• Source text:
Linear Infrared Spectroscopy

All linear absorption measurements were performed using a Bruker Vertex 80v Fourier transform infrared (FTIR) spectrometer equipped with a liquid-nitrogen-cooled mercury–cadmium–telluride (MCT) detector. The spectra were recorded under a N₂ atmosphere at a resolution of 2 cm^–1. For every spectrum, 50 scans were averaged. In all measurements, a standard sample cell with a path length of 50 μm was used. The reported spectra were corrected for the absorption of the (TFE/D₂O) solvent background. The temperature-dependent FTIR measurements on ELP90 were performed using a Peltier-cooled temperature cell (Mid-IR Falcon, Pike technologies). The temperature was ramped from 293 to 323 K at a rate of 0.4 K/min, and the spectra were acquired at intervals of 2 K. The background measurements on neat D₂O were performed using the same ramping parameters.

Two-Dimensional Infrared Spectroscopy

Figure 2 displays a schematic representation of the experimental setup used to measure the 2DIR spectra. Our primary light source is a commercially available regenerative amplifier (Coherent, Legend Elite-USP-1k-HE+) generating 800 nm pulses with a duration of 35 fs and an energy of 5 mJ. The 800 nm pulses are split into 3 and 1 mJ pulses and fed into two commercial optical parametric amplifiers (OPAs; Light Conversion Ltd, TOPAS-Prime). The signal and idler outputs of the OPAs are difference-frequency mixed in AgGaS₂ crystals to generate mid-infrared pulses centered at 1650 cm^–1 (full width at half-maxima (FWHM) ∼ 250 cm^–1, <100 fs) with energies of 25 and 4 μJ. The polarization of the mid-infrared pulses is perpendicular to the plane of the laser table. The low-energy pulse is reflected off a ZnSe wedge to create probe (front reflection) and reference pulses (back reflection). The polarization of the probe pulses is rotated by 45° using a λ/2 plate, which allows us to perform polarization-resolved measurements.

Figure 2.

Experimental setup used for the 2DIR measurements. Abbreviations: MZI, Mach–Zehnder interferometer; BS, 50:50 beam splitter; PBS, polarizing beam splitter; PD, pyroelectric detector; Ch, chopper; PM, parabolic mirror; W, wedge.

The 2DIR spectra are recorded in a pump–probe geometry.⁴¹ In this scheme, one directly monitors the transmission change of the probe pulse induced by the pump pulse. For this purpose, a chopper wheel, synchronized to the laser system, is placed in the pump beam to block every other pump pulse. A pump–probe delay is introduced by guiding the probe beam over a computer-controlled mechanical delay stage. The reference pulses are used to correct for shot-to-shot fluctuations in the probe intensity. A gold parabolic mirror (R = 15 cm) is used to focus the pump, probe, and reference pulses onto the sample. The pump and probe foci are spatially overlapped inside the sample, whereas the reference focus is displaced by a few millimeters. Behind the sample, the three pulses are recollimated using a gold parabolic mirror identical to the one in front of the sample. After having interacted with the sample, the probe pulses are split into two perpendicularly polarized pulses (parallel and perpendicular to the polarization of the pump pulse), so that we can perform polarization-resolved measurements. The two probe beams and the reference beam are dispersed by a spectrometer, and they are simultaneously detected by a liquid-nitrogen-cooled mercury–cadmium–telluride (MCT, 3 × 32 pixel) detector.

• Dataset rows:
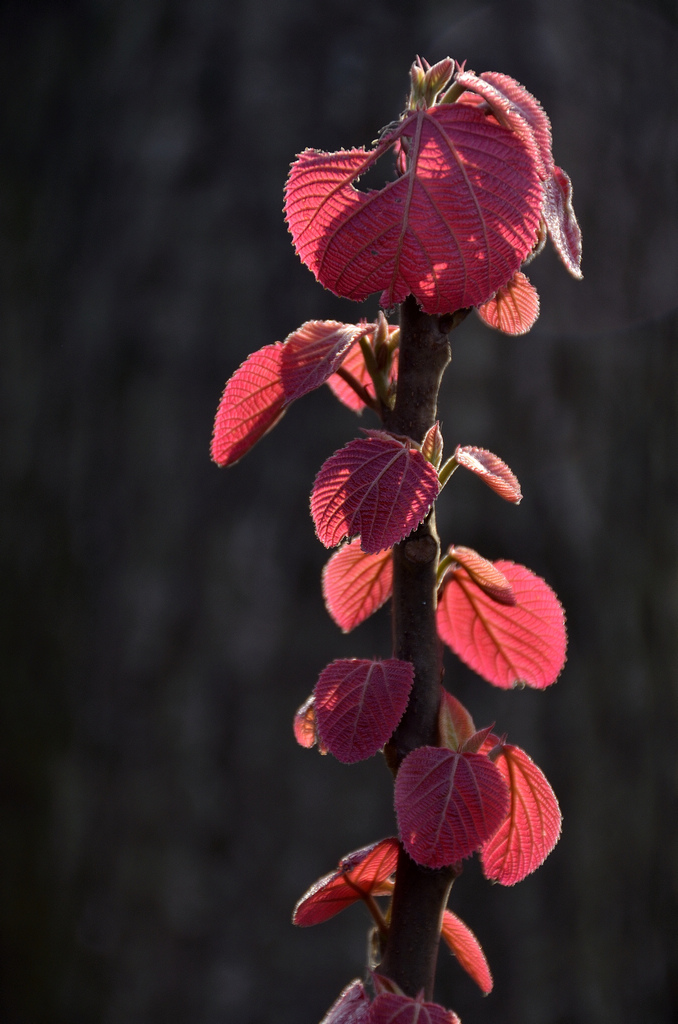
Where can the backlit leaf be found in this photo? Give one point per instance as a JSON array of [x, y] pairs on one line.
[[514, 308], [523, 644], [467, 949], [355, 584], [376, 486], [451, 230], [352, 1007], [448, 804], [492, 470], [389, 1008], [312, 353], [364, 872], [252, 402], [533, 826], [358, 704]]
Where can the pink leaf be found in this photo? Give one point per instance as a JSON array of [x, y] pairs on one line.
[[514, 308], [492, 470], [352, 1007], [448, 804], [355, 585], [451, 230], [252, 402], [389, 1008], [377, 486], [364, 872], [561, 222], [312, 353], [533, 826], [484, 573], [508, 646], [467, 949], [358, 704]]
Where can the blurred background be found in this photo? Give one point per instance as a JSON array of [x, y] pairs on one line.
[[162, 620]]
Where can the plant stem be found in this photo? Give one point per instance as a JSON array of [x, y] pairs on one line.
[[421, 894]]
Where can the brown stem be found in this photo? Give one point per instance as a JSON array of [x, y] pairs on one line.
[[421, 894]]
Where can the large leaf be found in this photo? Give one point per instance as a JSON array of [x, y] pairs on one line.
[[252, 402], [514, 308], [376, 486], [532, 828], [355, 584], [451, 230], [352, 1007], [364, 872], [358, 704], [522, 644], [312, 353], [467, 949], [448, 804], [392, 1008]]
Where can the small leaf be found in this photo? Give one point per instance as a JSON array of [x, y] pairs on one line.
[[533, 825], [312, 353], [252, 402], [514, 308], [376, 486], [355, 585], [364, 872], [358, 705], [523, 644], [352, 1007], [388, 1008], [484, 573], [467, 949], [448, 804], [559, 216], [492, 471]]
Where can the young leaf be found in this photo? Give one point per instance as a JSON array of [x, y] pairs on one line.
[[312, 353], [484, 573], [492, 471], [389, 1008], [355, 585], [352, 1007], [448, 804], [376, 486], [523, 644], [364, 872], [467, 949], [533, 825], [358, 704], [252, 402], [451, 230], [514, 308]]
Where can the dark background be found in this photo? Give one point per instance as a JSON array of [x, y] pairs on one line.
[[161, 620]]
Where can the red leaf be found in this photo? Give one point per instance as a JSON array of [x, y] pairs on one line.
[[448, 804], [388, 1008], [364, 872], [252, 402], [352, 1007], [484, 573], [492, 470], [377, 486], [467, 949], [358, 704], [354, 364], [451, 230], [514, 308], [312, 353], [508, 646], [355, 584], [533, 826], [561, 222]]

--

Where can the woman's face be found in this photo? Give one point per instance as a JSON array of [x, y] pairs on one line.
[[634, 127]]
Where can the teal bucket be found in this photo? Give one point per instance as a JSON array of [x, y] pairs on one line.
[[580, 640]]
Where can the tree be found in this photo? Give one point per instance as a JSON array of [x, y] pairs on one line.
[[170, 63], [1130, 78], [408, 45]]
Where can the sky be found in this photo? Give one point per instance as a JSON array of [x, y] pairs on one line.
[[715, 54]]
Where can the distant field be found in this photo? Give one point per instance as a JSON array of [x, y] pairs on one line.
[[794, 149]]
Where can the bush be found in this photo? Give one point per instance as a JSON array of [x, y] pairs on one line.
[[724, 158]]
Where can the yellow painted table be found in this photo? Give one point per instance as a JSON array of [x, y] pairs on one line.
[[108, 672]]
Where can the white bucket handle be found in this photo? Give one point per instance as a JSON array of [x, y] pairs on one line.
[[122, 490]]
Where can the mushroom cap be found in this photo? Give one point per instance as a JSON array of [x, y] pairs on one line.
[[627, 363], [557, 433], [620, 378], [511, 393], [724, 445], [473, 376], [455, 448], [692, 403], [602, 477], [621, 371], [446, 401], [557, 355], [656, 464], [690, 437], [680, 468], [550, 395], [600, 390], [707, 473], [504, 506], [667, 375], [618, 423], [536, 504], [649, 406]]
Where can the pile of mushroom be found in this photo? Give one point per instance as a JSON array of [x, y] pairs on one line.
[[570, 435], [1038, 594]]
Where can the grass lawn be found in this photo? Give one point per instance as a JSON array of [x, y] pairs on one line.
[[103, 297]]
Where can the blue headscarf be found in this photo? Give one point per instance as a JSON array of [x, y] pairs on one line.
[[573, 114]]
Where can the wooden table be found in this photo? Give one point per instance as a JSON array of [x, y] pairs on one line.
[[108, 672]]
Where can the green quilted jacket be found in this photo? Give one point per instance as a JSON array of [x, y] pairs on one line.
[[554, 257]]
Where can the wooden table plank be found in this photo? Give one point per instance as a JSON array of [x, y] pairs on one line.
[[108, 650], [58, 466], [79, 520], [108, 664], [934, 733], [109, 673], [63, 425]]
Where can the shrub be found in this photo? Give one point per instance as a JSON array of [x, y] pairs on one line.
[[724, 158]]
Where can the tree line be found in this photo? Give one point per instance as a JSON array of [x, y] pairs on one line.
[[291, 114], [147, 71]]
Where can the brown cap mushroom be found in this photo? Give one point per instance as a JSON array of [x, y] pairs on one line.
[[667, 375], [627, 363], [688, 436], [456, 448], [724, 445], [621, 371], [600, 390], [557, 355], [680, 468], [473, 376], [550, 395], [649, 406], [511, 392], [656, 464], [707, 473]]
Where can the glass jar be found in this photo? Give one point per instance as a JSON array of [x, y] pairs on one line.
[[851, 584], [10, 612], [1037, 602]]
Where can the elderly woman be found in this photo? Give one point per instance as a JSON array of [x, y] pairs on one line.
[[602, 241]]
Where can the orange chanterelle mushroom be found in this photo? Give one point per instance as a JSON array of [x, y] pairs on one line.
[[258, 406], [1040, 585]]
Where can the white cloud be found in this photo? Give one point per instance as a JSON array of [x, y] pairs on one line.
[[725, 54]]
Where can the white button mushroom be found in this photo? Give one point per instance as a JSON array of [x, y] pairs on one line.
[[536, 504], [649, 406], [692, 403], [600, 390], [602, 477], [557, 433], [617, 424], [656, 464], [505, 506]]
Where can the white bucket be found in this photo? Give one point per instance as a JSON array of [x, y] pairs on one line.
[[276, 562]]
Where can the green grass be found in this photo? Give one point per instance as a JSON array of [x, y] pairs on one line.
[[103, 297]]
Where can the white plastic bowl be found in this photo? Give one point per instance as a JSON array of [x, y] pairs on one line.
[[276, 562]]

--

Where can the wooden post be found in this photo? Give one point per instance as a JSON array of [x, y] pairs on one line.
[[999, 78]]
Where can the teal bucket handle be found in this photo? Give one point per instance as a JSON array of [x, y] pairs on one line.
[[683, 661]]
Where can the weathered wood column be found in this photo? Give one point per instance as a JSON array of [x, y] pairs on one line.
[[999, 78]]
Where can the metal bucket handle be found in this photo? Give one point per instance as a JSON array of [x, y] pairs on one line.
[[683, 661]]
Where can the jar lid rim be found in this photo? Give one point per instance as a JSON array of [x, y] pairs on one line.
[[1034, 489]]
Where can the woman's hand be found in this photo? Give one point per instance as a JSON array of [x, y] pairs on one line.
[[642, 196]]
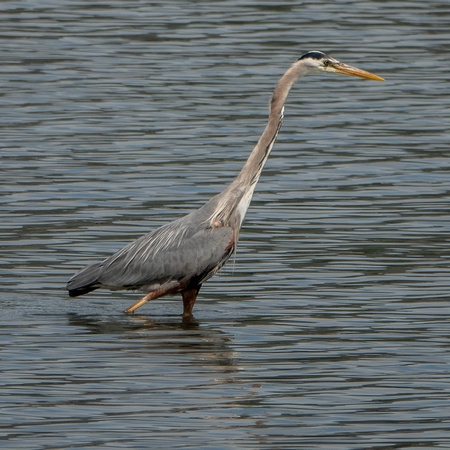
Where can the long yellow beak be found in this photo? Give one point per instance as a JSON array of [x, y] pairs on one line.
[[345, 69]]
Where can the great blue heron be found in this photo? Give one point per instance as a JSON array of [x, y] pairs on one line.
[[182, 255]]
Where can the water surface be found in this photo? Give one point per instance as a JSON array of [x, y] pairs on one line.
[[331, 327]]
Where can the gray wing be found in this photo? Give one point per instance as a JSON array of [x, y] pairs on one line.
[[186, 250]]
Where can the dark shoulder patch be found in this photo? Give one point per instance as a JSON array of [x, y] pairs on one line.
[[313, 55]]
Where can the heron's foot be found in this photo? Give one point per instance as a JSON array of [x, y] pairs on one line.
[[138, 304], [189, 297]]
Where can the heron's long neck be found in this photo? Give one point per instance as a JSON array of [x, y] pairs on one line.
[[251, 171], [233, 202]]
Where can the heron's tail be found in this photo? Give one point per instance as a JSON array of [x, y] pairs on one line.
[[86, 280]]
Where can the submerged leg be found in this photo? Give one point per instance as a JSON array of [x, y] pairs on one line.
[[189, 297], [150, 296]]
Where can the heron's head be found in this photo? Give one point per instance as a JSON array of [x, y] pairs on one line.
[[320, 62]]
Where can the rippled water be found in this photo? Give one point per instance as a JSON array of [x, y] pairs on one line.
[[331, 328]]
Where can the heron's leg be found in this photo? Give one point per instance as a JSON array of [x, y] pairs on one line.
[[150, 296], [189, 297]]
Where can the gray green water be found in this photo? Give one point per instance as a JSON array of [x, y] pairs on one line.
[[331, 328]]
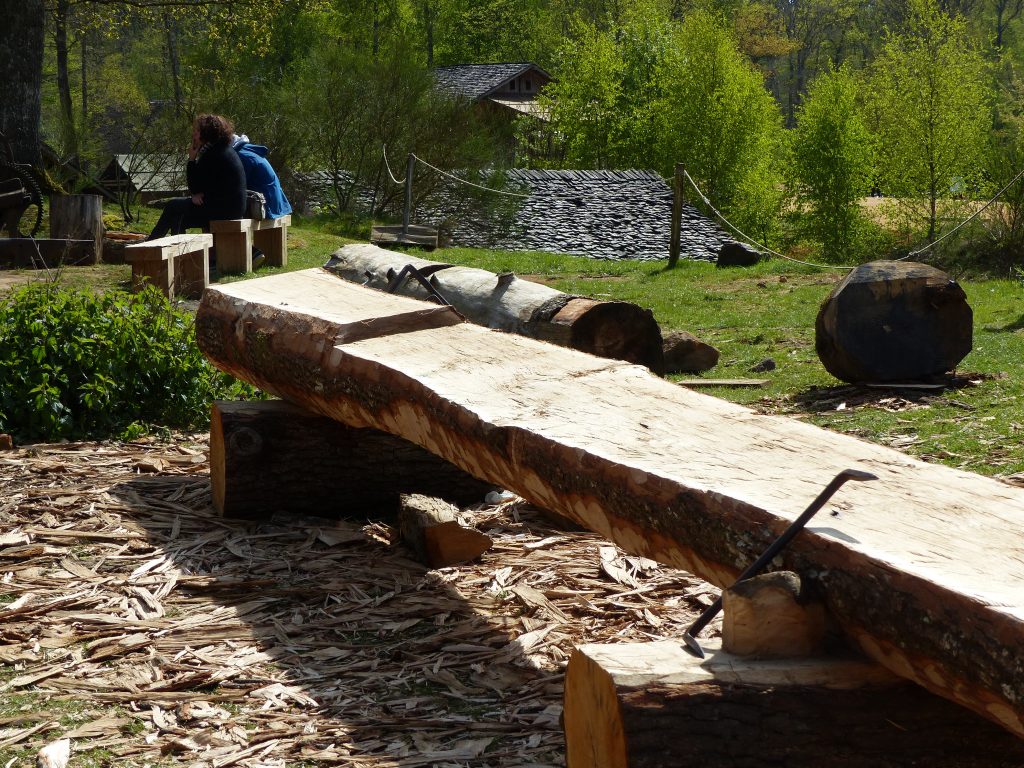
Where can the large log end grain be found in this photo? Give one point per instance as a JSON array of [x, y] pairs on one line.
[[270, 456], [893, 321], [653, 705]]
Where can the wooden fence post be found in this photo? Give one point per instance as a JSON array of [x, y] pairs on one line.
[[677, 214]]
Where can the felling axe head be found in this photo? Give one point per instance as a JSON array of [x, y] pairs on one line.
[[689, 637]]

• Work to complete:
• A. Answer these from the spectroscopy methods text:
(i) At what resolution were the linear FTIR spectra recorded?
(ii) What is the duration of the 800 nm pulses from the regenerative amplifier?
(iii) What radius is given for the gold parabolic mirror that focuses the pulses onto the sample?
• B. Please write the next part of the spectroscopy methods text, picking up after its final sentence.
The listing is not needed for any of this.

• Final results:
• A.
(i) 2 cm^–1
(ii) 35 fs
(iii) R = 15 cm

• B.
In a 2DIR spectrum, the absorption change is presented as a function of both the pump and the probe frequency. The pump frequency is resolved by placing a Mach–Zehnder interferometer (MZI) into the pump beam. The interferometer creates a collinear pulse pair with a computer-controlled time delay t₁ between the pulses. Pump–probe spectra are recorded for a range of t₁ delays, and the data set is Fourier transformed along t₁ to yield the 2DIR spectrum. The distance scanned by the interferometer is determined by simultaneously recording the interference pattern of a reference HeNe laser.⁴¹ We precisely calibrate the zero point of the t₁ delay by recording an interferogram of the pump pulse using a pyrodetector in the unbalanced arm of the interferometer. The t₁ delay is varied up to 4 ps, resulting in a resolution of Δν_pump = 4.1 cm^–1 along the excitation axis after Fourier transformation.

Artifacts originating from the interference of scattered pump light with the probe light on the detector are reduced by placing a wobbling ZnSe window under Brewster angle into the pump path.⁴² All experiments are performed under an N₂ atmosphere in a standard sample cell with a path length of 50 μm. The temperature of the ELP90 samples is kept at 296 and 318 K using a Peltier element with an active feedback look.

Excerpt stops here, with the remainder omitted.